*** EXCERPT TO READ
Load and preprocess a Sentinel 2 scene into an xr.Dataset.

Parameters:

Name Type Description Default
s2_scene_path Path

path to the Sentinel 2 Scene

required
slope_vrt Path

path to the ArcticDEM slope VRT file

required
elevation_vrt Path

path to the ArcticDEM elevation VRT file

required
cache_dir Path | None

The cache directory. If None, no caching will be used. Defaults to None.

None

Returns:

Type Description
Dataset

xr.Dataset: preprocessed Sentinel Scene

Examples:

Data directory structure:

    data/input
    ├── ArcticDEM
       ├── elevation.vrt
       ├── slope.vrt
       ├── relative_elevation
          └── 4372514_relative_elevation_100.tif
       └── slope
           └── 4372514_slope.tif
    └── sentinel2
        └── 20220826T200911_20220826T200905_T17XMJ/
            ├── 20220826T200911_20220826T200905_T17XMJ_SCL_clip.tif
            └── 20220826T200911_20220826T200905_T17XMJ_SR_clip.tif

Load and preprocess a Sentinel Scene:

    from pathlib import Path
    from darts_preprocessing.preprocess import load_and_preprocess_sentinel2_scene

    fpath = Path("data/input/sentinel2/20220826T200911_20220826T200905_T17XMJ")
******
§ **WHAT TO DO**
A) From the Sentinel 2 preprocessing docs, return everything from "path to the ArcticDEM slope" down to "Defaults to None.", copied word for word.
B) Check each statement against the Sentinel 2 preprocessing docs and answer yes or no, quoting the words of the text that settle it.
(i) The cache_dir parameter defaults to None.
(ii) When cache_dir is None, caching is still used.
(iii) The function returns an xr.Dataset.
C) Using the Sentinel 2 preprocessing docs, answer each question:
(i) What file is elevation_vrt the path to?
(ii) Which function is imported from darts_preprocessing.preprocess?
(iii) What file sits inside the slope folder in the data directory structure?
*** RECORDS
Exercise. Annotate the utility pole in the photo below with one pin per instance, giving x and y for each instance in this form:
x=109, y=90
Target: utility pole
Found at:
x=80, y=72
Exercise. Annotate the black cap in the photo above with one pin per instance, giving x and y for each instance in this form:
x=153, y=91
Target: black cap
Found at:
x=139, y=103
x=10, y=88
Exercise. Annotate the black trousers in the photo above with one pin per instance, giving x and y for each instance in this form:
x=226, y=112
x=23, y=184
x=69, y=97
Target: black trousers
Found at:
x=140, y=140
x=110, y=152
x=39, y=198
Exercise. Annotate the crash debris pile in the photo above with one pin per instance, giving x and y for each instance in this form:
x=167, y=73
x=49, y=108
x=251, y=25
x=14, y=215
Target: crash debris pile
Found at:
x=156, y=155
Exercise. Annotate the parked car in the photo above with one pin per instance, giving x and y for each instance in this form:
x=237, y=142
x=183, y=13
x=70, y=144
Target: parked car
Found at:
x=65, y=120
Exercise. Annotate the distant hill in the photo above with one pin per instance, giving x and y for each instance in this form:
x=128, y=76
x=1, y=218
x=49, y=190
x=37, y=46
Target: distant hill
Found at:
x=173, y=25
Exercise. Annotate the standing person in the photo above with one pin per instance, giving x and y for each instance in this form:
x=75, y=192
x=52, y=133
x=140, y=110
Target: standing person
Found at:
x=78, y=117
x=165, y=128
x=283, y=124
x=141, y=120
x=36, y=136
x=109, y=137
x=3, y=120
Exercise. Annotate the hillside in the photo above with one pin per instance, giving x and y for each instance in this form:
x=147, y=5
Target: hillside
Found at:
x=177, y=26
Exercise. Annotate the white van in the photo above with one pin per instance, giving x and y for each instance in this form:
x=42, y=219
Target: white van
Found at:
******
§ **OUTPUTS IN ORDER**
A)
path to the ArcticDEM slope VRT file

required
elevation_vrt Path

path to the ArcticDEM elevation VRT file

required
cache_dir Path | None

The cache directory. If None, no caching will be used. Defaults to None.

B)
(i) Yes: "Defaults to None."
(ii) No: "If None, no caching will be used."
(iii) Yes: "xr.Dataset: preprocessed Sentinel Scene"

C)
(i) The ArcticDEM elevation VRT file
(ii) load_and_preprocess_sentinel2_scene
(iii) 4372514_slope.tif